*** MATERIAL SHOWN ***
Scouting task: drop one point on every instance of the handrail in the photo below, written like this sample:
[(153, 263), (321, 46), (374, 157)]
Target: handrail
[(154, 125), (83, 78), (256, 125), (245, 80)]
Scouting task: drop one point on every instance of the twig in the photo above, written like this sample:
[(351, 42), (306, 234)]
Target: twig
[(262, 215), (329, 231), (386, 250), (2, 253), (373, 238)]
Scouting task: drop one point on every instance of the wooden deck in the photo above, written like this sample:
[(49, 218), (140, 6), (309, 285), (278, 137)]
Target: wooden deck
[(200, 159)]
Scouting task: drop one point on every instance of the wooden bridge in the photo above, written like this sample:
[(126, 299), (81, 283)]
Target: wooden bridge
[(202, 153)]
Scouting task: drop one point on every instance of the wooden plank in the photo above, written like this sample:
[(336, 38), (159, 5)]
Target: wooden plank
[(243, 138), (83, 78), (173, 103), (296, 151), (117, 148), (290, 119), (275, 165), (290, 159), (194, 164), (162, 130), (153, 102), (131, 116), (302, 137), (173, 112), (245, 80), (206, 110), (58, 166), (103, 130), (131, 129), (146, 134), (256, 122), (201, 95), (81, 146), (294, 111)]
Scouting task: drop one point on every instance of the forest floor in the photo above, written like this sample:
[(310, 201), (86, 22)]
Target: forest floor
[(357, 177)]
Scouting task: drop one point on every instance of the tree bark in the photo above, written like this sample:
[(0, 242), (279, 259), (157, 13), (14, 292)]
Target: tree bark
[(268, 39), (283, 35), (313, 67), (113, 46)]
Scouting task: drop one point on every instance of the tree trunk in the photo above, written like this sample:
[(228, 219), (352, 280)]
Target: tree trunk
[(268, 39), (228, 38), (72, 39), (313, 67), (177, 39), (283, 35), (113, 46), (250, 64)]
*** End of MATERIAL SHOWN ***
- **WHAT TO DO**
Copy out all of the records verbatim.

- **OUTPUT BELOW**
Scouting task: drop one point on every instance of the handrail in the photo below, written like this sample:
[(153, 263), (321, 46), (374, 157)]
Target: handrail
[(154, 125), (83, 78), (256, 125), (245, 80)]
Scouting task: drop one point on every instance of the twig in the photo above, written like this sample:
[(351, 42), (306, 234)]
Target: twig
[(262, 215), (329, 231), (386, 250), (2, 253), (373, 238)]
Scouting task: drop one point on every instance of the wooden deck in the photo above, written like this sample:
[(49, 218), (140, 6), (309, 285), (278, 137)]
Target: wooden deck
[(200, 159)]
Scouting task: drop one point on every instance of the wooden bridge in the photo above, written like this sample:
[(126, 299), (81, 283)]
Target: wooden bridge
[(202, 153)]
Scouting task: drop one point on every instance of the wooden plank in the photo above, written like this sample:
[(336, 38), (159, 5)]
Target: wooden plank
[(243, 138), (83, 78), (173, 103), (296, 151), (117, 148), (290, 119), (275, 165), (290, 159), (194, 164), (162, 130), (153, 102), (131, 116), (302, 137), (173, 112), (245, 80), (206, 110), (58, 166), (103, 130), (131, 129), (146, 134), (256, 122), (201, 95), (81, 146), (294, 111)]
Scouting task: drop one point on every instance of the forest floor in the photo above, written like this sample:
[(310, 201), (86, 22)]
Target: forest floor
[(357, 177)]
Scouting task: drop one point on every instance of the tree bark in the photo above, written like this sample:
[(0, 242), (279, 259), (157, 13), (14, 292)]
Target: tree bark
[(268, 39), (283, 35), (313, 67), (113, 46)]
Scouting task: drop one point on every instance of the tree trunk in the photo above, written like this sample:
[(228, 219), (352, 280)]
Target: tree trunk
[(268, 39), (228, 38), (72, 39), (313, 67), (177, 39), (283, 35), (113, 46), (250, 64)]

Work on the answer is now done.